• SELECTION
Server Configuration

The server configuration can take one of two forms.

path:some-path causes the "server" to be simply the path some-path on the local filesystem. This is what is used to sync to a flash drive, for example.

shell:some command causes a server process some command to be spawned. The client process communicates with the server via the child process's standard input and output. The ensync server command is the server process this normally communicates with. Because of this design, you can compose the command with anything that forwards standard input and output, such as ssh, which is the usual way of syncing to a remote host. For example, the configuration

server = "shell:ssh myserver.example.org ensync server sync-data

will cause the Ensync client to ssh into myserver.example.org and run ensync server sync-data, which in turn causes the encrypted data to be stored in ~/sync-data.

Passphrase Configuration

The passphrase configuration can take one of four forms.

• AIM
According to the server configuration text, how does the client process communicate with the server when the shell form is used? The listing after this passage is not needed to answer anything here.

• DATASET ROWS
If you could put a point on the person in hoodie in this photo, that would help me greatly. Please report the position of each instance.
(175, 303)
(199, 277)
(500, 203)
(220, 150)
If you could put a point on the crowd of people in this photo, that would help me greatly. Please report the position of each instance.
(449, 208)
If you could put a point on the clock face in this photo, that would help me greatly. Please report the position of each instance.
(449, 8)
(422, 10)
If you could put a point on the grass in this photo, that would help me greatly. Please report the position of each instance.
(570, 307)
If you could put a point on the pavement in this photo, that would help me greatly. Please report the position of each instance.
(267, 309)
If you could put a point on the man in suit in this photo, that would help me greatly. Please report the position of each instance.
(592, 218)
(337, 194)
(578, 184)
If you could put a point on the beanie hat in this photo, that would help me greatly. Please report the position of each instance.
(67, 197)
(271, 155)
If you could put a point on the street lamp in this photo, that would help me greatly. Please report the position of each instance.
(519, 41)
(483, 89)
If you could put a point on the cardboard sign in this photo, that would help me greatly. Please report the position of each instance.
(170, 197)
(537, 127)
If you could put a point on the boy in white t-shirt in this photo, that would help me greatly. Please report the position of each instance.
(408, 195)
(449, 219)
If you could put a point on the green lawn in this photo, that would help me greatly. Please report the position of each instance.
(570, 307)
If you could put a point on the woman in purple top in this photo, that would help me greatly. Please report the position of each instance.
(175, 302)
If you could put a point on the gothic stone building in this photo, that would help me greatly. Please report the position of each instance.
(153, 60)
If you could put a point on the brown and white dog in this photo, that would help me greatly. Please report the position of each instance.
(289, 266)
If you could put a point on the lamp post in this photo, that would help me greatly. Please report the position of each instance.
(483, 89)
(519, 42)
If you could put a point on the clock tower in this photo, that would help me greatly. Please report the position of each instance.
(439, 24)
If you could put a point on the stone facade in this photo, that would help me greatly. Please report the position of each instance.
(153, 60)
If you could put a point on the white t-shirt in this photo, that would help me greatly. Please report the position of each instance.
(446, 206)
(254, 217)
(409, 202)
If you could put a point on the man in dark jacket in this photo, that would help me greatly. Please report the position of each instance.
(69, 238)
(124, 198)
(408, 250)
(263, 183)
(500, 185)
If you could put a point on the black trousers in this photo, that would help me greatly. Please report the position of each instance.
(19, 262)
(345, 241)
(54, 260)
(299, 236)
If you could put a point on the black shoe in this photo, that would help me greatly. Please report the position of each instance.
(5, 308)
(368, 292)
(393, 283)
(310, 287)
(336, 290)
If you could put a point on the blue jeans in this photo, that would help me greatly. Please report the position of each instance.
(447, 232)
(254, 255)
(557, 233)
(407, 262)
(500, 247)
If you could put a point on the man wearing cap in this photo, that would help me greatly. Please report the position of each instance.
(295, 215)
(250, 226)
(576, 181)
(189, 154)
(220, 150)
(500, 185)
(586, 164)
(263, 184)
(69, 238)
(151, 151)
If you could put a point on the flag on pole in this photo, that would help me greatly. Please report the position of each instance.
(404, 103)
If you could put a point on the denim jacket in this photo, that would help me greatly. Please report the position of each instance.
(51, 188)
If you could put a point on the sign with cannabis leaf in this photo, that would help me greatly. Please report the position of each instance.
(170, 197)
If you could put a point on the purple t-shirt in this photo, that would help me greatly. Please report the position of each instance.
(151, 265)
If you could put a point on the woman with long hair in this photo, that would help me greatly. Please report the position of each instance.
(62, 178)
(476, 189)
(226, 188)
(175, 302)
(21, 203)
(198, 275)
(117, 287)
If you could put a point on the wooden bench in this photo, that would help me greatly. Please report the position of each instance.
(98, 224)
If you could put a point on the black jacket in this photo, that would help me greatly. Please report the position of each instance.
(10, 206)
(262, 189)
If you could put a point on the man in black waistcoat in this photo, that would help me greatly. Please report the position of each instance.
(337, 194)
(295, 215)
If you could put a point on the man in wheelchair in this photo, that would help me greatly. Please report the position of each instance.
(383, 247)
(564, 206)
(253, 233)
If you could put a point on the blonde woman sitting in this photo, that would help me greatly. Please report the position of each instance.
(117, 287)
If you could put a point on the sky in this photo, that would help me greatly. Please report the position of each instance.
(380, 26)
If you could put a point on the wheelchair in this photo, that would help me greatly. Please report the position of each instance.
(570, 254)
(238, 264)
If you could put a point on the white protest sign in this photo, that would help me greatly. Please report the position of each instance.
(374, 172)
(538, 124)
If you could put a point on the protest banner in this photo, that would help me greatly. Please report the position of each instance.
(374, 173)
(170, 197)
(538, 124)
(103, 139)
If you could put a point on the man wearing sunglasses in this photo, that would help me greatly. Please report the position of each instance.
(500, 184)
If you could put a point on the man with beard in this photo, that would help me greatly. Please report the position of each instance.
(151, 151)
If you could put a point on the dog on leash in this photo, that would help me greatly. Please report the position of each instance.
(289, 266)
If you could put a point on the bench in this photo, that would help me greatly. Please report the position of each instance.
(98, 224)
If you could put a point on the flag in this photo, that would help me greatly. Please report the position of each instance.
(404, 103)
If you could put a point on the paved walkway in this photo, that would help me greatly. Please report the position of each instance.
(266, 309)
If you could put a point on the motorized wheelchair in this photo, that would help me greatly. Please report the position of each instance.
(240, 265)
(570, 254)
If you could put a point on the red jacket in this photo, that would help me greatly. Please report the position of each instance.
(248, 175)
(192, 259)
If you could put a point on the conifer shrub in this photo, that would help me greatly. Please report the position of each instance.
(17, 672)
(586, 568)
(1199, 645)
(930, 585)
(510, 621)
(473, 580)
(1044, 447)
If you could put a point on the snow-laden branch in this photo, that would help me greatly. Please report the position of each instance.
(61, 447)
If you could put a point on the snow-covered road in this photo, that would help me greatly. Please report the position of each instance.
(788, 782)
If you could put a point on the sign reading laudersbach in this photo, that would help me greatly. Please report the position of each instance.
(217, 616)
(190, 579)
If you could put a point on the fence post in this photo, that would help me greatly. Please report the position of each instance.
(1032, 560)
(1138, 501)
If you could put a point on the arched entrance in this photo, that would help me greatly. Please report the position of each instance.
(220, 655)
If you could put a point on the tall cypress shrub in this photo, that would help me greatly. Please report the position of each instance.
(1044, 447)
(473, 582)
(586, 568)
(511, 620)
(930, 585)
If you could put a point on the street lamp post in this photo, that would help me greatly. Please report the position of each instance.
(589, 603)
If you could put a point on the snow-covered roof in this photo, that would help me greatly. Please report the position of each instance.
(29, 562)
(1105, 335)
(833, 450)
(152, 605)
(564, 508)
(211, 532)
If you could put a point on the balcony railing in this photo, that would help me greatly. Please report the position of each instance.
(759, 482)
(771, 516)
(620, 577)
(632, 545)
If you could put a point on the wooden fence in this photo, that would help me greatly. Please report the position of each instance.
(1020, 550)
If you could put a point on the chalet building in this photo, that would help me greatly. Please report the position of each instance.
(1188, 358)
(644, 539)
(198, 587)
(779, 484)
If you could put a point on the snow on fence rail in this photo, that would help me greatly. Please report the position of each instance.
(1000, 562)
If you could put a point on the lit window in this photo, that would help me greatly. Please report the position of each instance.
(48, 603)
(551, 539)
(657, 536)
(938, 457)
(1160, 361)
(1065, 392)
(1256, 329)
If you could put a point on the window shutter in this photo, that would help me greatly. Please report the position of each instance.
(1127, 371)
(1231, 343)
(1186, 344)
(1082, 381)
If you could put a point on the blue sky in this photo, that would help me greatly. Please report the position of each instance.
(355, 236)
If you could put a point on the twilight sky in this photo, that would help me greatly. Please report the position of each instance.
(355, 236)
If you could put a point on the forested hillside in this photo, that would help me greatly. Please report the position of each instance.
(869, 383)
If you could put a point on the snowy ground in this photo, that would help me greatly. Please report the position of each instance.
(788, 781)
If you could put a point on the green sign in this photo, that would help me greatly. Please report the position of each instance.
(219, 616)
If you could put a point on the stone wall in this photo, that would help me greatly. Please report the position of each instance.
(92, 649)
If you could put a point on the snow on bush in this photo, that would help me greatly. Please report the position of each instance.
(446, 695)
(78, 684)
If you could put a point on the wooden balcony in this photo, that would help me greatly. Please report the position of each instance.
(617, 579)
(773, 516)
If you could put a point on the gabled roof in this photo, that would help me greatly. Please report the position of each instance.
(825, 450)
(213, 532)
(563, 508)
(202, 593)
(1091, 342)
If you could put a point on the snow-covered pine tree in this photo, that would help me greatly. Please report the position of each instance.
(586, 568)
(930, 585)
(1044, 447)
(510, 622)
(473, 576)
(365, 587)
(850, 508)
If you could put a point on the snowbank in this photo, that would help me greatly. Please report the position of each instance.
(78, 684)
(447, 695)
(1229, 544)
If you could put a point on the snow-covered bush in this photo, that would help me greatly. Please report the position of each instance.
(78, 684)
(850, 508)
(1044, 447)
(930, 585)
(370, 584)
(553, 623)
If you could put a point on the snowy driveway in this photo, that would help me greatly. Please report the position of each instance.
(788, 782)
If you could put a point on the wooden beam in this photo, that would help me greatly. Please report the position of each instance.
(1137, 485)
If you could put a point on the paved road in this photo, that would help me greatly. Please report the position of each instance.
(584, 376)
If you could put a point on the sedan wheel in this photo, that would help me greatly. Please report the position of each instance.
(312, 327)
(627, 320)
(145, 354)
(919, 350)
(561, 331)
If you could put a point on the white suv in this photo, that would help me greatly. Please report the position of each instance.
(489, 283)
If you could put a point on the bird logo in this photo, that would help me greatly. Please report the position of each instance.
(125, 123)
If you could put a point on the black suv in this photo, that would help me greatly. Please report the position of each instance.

• THE COMPLETED TASK
It communicates with the server through the child process's standard input and output.